**Records for processing**

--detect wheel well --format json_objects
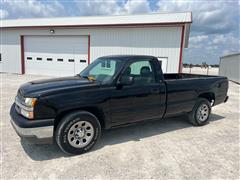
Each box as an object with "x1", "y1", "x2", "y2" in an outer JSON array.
[
  {"x1": 198, "y1": 93, "x2": 215, "y2": 103},
  {"x1": 54, "y1": 107, "x2": 105, "y2": 130}
]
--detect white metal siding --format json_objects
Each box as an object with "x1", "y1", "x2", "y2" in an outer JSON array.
[
  {"x1": 219, "y1": 54, "x2": 240, "y2": 83},
  {"x1": 24, "y1": 36, "x2": 88, "y2": 76},
  {"x1": 2, "y1": 27, "x2": 182, "y2": 73}
]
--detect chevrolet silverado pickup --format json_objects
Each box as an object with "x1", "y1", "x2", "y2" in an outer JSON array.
[{"x1": 10, "y1": 55, "x2": 228, "y2": 154}]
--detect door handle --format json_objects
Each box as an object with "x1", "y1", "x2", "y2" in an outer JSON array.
[{"x1": 151, "y1": 89, "x2": 160, "y2": 94}]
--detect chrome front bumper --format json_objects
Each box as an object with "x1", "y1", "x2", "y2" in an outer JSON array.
[{"x1": 11, "y1": 119, "x2": 53, "y2": 139}]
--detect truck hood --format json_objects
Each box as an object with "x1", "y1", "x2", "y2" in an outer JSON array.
[{"x1": 19, "y1": 76, "x2": 100, "y2": 97}]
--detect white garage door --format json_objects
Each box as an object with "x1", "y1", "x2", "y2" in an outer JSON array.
[
  {"x1": 158, "y1": 57, "x2": 168, "y2": 73},
  {"x1": 24, "y1": 36, "x2": 88, "y2": 76}
]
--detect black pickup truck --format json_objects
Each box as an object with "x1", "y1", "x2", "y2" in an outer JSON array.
[{"x1": 10, "y1": 55, "x2": 228, "y2": 154}]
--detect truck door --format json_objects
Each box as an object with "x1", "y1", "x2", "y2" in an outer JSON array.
[{"x1": 110, "y1": 60, "x2": 165, "y2": 125}]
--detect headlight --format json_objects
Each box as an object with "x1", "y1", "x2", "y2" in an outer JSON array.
[
  {"x1": 24, "y1": 98, "x2": 37, "y2": 107},
  {"x1": 20, "y1": 109, "x2": 34, "y2": 119}
]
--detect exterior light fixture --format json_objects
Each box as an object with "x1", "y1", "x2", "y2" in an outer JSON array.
[{"x1": 50, "y1": 29, "x2": 55, "y2": 34}]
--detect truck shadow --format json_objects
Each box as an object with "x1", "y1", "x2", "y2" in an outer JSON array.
[{"x1": 21, "y1": 114, "x2": 224, "y2": 161}]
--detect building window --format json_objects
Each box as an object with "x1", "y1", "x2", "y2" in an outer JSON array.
[
  {"x1": 80, "y1": 59, "x2": 87, "y2": 63},
  {"x1": 68, "y1": 59, "x2": 74, "y2": 62}
]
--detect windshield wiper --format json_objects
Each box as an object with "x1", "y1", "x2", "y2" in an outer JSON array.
[{"x1": 77, "y1": 74, "x2": 100, "y2": 82}]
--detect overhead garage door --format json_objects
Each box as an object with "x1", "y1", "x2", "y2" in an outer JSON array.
[{"x1": 24, "y1": 36, "x2": 88, "y2": 76}]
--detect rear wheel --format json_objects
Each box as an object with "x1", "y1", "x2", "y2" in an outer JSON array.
[
  {"x1": 55, "y1": 111, "x2": 101, "y2": 154},
  {"x1": 188, "y1": 98, "x2": 211, "y2": 126}
]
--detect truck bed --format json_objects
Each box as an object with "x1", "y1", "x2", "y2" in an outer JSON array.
[{"x1": 164, "y1": 73, "x2": 218, "y2": 80}]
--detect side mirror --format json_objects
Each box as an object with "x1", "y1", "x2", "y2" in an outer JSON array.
[{"x1": 118, "y1": 76, "x2": 134, "y2": 86}]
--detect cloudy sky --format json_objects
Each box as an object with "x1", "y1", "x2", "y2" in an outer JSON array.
[{"x1": 0, "y1": 0, "x2": 240, "y2": 64}]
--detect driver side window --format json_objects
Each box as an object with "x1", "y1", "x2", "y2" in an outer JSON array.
[
  {"x1": 89, "y1": 60, "x2": 116, "y2": 81},
  {"x1": 122, "y1": 60, "x2": 155, "y2": 85}
]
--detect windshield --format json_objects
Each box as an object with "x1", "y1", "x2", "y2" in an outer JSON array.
[{"x1": 79, "y1": 58, "x2": 123, "y2": 83}]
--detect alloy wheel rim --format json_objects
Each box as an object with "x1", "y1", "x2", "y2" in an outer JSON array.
[
  {"x1": 68, "y1": 121, "x2": 94, "y2": 148},
  {"x1": 197, "y1": 104, "x2": 209, "y2": 122}
]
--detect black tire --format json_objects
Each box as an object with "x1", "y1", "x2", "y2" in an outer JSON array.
[
  {"x1": 188, "y1": 98, "x2": 211, "y2": 126},
  {"x1": 55, "y1": 111, "x2": 101, "y2": 155}
]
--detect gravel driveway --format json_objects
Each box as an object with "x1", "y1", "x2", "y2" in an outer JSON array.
[{"x1": 0, "y1": 74, "x2": 240, "y2": 180}]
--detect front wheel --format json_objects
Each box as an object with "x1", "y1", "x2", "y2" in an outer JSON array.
[
  {"x1": 188, "y1": 98, "x2": 211, "y2": 126},
  {"x1": 55, "y1": 111, "x2": 101, "y2": 155}
]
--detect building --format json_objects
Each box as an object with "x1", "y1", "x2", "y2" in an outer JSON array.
[
  {"x1": 0, "y1": 12, "x2": 192, "y2": 76},
  {"x1": 219, "y1": 53, "x2": 240, "y2": 83}
]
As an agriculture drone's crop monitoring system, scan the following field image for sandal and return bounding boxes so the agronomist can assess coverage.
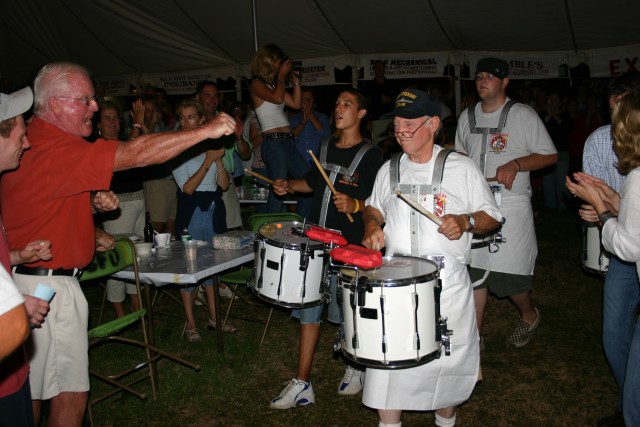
[207,319,238,334]
[185,328,201,343]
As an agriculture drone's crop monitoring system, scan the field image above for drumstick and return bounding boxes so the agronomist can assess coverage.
[308,150,353,222]
[396,191,442,226]
[244,168,294,194]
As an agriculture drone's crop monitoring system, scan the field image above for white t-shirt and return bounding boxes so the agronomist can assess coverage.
[362,146,502,410]
[602,168,640,276]
[456,99,557,275]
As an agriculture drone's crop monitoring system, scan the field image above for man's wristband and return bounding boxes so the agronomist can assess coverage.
[351,199,360,213]
[513,159,522,172]
[598,211,615,227]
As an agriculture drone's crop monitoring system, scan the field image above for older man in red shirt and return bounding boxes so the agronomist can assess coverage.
[0,62,235,426]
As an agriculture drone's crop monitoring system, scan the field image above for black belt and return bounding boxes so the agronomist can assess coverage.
[13,265,82,277]
[264,132,295,139]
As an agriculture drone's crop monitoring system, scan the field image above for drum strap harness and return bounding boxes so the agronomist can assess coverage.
[467,99,516,253]
[467,99,516,176]
[389,149,454,357]
[318,137,376,227]
[389,149,453,257]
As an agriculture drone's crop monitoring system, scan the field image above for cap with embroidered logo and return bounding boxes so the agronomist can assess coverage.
[380,89,442,119]
[476,58,509,79]
[0,86,33,122]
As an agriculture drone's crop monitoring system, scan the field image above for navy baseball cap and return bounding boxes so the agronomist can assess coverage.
[476,58,509,79]
[380,89,442,119]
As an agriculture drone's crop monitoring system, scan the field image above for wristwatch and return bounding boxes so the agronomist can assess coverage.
[465,214,476,231]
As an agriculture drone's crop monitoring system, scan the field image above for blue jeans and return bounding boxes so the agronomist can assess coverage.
[602,257,640,426]
[183,203,216,292]
[260,138,309,213]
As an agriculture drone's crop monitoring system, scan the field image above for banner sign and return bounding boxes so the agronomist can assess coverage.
[360,53,449,80]
[93,76,131,97]
[291,59,336,86]
[587,45,640,77]
[467,52,568,80]
[145,68,216,95]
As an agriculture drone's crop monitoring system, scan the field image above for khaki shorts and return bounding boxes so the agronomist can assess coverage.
[144,179,178,223]
[222,181,242,229]
[469,267,533,298]
[14,274,89,400]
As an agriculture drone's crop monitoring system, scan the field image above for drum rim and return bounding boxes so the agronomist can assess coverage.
[251,286,323,308]
[338,255,440,287]
[256,221,324,250]
[342,348,442,369]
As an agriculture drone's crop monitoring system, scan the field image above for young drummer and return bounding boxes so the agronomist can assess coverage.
[270,89,382,409]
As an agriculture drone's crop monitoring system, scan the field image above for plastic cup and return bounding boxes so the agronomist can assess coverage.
[182,240,198,261]
[155,233,171,247]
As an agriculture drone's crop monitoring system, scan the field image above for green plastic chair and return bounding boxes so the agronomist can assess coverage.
[80,238,200,424]
[220,212,302,347]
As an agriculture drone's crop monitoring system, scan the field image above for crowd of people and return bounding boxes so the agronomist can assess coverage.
[0,45,640,427]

**Given instruction**
Copy the lines above from the one containing "above for white" through the one containing "[456,99,557,275]". Keep the request text unchanged and raise every bounding box coordinate by 15.

**Finished task**
As an agriculture drone's crop monitoring system, scan the field image above for white t-shirt and return bounding boxes so the agronomist can assess coverage.
[377,161,517,425]
[617,183,655,291]
[471,114,572,290]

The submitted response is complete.